Begin TEXT EXTRACT

Nessie, Haggis and Royal Babies

Today marks two years since the kids and I emigrated to America.  In some ways it seems like not that much time has passed (such as when we met up with friends in Lochgilphead in July and it felt like we had only been gone for weeks) but in many ways it feels like ages ago, not quite part of another lifetime but not far off.  For example, we bought our house just over a year ago but already it feels comfortably like home, as if we have lived in it for years.  I reread my first year immigration anniversary post and realised that a lot of what I wrote then still stands now so settling is clearly a slow and gradual process for me; but I am definitely more comfortable with things than I was this time last year.  Things that were initially unsettling, discombobulating, strange, alien and stressful have now largely settled into the rhythm and groove of everyday normality with the occasional panicked peak of being a stranger in a strange land.

From the very first, my Scottisness has been a talking point.  A week has yet to pass without people commenting on my accent, always complimentary, usually an exclamation of, “I love your accent!”  Often that is where the conversation on my accent ends but sometimes I am asked where I am from and that prompts further conversation.  Some of these can be quite peculiar.

Last Winter I fell into conversation with a chap who heard my accent and enquired if I was Irish.

Man: That’s not a Philly accent.
Me: Well spotted.
Man: My family are Irish.
Me: That’s cool. I’m not Irish though; I’m Scottish.
Man: Yeah, my grandparents came over in their 20s.
Me: Uh huh.
Man: So where in Ireland?
Me: Sorry?
Man: Where in Ireland are you from?
Me: I’m not. I’m from Scotland.
Man: Oh. It’s just that you sound a lot like Sean Connery.
Me: Sean Connery is also not Irish. He is also Scottish. Like me.
Man: Cool.

End TEXT EXTRACT
Begin DATASET CONTENT

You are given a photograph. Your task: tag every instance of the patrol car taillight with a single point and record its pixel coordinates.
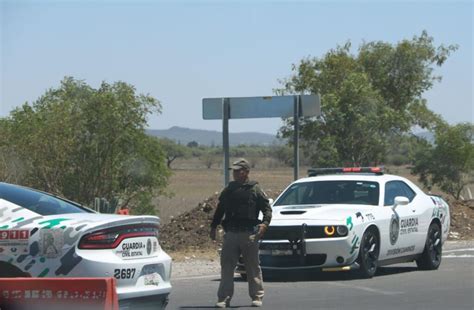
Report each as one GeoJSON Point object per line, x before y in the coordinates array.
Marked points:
{"type": "Point", "coordinates": [110, 238]}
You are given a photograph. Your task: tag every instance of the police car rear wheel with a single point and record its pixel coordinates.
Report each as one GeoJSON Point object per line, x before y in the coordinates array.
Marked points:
{"type": "Point", "coordinates": [368, 254]}
{"type": "Point", "coordinates": [431, 257]}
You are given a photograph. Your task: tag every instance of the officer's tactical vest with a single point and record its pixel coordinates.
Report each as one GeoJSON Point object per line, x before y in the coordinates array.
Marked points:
{"type": "Point", "coordinates": [240, 203]}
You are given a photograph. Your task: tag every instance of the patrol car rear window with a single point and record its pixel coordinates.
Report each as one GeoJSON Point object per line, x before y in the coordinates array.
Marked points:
{"type": "Point", "coordinates": [38, 202]}
{"type": "Point", "coordinates": [331, 192]}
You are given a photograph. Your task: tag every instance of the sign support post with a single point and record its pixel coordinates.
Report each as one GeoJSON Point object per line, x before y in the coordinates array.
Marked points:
{"type": "Point", "coordinates": [225, 137]}
{"type": "Point", "coordinates": [296, 134]}
{"type": "Point", "coordinates": [227, 108]}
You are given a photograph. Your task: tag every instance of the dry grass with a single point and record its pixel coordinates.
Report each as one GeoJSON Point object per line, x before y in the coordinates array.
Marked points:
{"type": "Point", "coordinates": [189, 187]}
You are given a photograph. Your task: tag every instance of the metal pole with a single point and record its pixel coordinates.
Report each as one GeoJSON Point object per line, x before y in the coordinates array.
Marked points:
{"type": "Point", "coordinates": [225, 137]}
{"type": "Point", "coordinates": [296, 153]}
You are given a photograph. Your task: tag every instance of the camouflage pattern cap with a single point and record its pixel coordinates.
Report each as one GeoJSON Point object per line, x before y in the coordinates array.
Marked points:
{"type": "Point", "coordinates": [241, 163]}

End DATASET CONTENT

Copy out the full immigration anniversary text above word for word, from its title through the last line of the conversation.

# EXPECTED OUTPUT
Nessie, Haggis and Royal Babies

Today marks two years since the kids and I emigrated to America.  In some ways it seems like not that much time has passed (such as when we met up with friends in Lochgilphead in July and it felt like we had only been gone for weeks) but in many ways it feels like ages ago, not quite part of another lifetime but not far off.  For example, we bought our house just over a year ago but already it feels comfortably like home, as if we have lived in it for years.  I reread my first year immigration anniversary post and realised that a lot of what I wrote then still stands now so settling is clearly a slow and gradual process for me; but I am definitely more comfortable with things than I was this time last year.  Things that were initially unsettling, discombobulating, strange, alien and stressful have now largely settled into the rhythm and groove of everyday normality with the occasional panicked peak of being a stranger in a strange land.

From the very first, my Scottisness has been a talking point.  A week has yet to pass without people commenting on my accent, always complimentary, usually an exclamation of, “I love your accent!”  Often that is where the conversation on my accent ends but sometimes I am asked where I am from and that prompts further conversation.  Some of these can be quite peculiar.

Last Winter I fell into conversation with a chap who heard my accent and enquired if I was Irish.

Man: That’s not a Philly accent.
Me: Well spotted.
Man: My family are Irish.
Me: That’s cool. I’m not Irish though; I’m Scottish.
Man: Yeah, my grandparents came over in their 20s.
Me: Uh huh.
Man: So where in Ireland?
Me: Sorry?
Man: Where in Ireland are you from?
Me: I’m not. I’m from Scotland.
Man: Oh. It’s just that you sound a lot like Sean Connery.
Me: Sean Connery is also not Irish. He is also Scottish. Like me.
Man: Cool.